CONSIGNES:
**A.** Pouvez-vous recopier le passage du texte sur les palettes végétales qui va de "Dans les projets" jusqu'à "cohérence de l’ensemble." inclus ?
**B.** D'après le texte sur les palettes végétales, pourquoi serait-il inapproprié de remplacer entièrement la palette horticole par une palette locale dans les projets de paysage ? Répondez en une à trois phrases.

Ainsi dans ce projet, les espèces indigènes d’arbres et arbustes créent un écrin végétal, une
toile de fond scénarisant les espèces horticoles, mais aussi reflétant le paysage de la campagne
environnante, participant à renforcer les allures de parc romantique, mimant la nature, l’améliorant
même, à l’image des jardins anglais du XIXe s.
Dans les projets de paysage, remplacer entièrement la palette horticole par une palette locale
serait inapproprié, sauf projet de renaturation, ou encore projet spécifique visant à mettre
particulièrement en valeur la flore indigène. En effet, les végétaux horticoles renvoient à une
importante page de l’histoire des jardins, et possèdent des qualités diverses qui les différencient des
plantes locales (couleurs, formes…) que les projets de paysage peuvent exploiter. Ainsi, les deux
palettes végétales peuvent se séparer pour façonner deux ambiances différentes ou encore s’associer
et se compléter pour renforcer l’esthétisme et la cohérence de l’ensemble.

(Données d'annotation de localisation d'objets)
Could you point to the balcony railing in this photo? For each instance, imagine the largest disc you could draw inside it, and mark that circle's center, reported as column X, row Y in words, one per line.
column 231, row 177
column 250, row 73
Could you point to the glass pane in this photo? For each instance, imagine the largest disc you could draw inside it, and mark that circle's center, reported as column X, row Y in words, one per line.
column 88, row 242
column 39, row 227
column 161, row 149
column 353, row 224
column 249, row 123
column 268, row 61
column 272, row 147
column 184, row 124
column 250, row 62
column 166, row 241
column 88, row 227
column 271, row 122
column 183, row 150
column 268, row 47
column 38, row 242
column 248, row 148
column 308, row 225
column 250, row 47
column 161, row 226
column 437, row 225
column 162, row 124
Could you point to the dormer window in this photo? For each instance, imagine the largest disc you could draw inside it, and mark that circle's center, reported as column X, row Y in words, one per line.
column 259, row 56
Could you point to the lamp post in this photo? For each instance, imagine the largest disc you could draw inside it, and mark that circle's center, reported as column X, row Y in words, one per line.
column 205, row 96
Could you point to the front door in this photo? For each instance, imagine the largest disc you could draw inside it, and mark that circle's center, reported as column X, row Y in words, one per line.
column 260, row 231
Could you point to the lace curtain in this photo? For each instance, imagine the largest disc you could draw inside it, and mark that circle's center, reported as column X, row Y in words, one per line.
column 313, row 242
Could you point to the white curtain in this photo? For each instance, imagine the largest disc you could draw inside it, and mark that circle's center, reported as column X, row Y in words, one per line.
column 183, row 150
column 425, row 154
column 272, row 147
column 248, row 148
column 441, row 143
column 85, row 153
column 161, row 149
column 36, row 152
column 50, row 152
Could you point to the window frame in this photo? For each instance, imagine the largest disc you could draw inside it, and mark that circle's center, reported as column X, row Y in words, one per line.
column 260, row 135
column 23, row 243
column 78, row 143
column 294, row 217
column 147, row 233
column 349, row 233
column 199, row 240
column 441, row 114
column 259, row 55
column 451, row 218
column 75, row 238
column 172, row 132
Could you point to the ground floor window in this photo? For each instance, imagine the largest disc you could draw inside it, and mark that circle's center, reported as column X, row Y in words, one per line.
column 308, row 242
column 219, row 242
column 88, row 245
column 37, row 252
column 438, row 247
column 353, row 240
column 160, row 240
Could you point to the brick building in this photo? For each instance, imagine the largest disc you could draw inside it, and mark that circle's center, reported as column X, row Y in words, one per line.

RÉSULTATS:
**A.**
Dans les projets de paysage, remplacer entièrement la palette horticole par une palette locale
serait inapproprié, sauf projet de renaturation, ou encore projet spécifique visant à mettre
particulièrement en valeur la flore indigène. En effet, les végétaux horticoles renvoient à une
importante page de l’histoire des jardins, et possèdent des qualités diverses qui les différencient des
plantes locales (couleurs, formes…) que les projets de paysage peuvent exploiter. Ainsi, les deux
palettes végétales peuvent se séparer pour façonner deux ambiances différentes ou encore s’associer
et se compléter pour renforcer l’esthétisme et la cohérence de l’ensemble.

**B.** Les végétaux horticoles renvoient à une importante page de l'histoire des jardins. Ils possèdent aussi des qualités diverses, comme les couleurs ou les formes, qui les différencient des plantes locales et que les projets de paysage peuvent exploiter.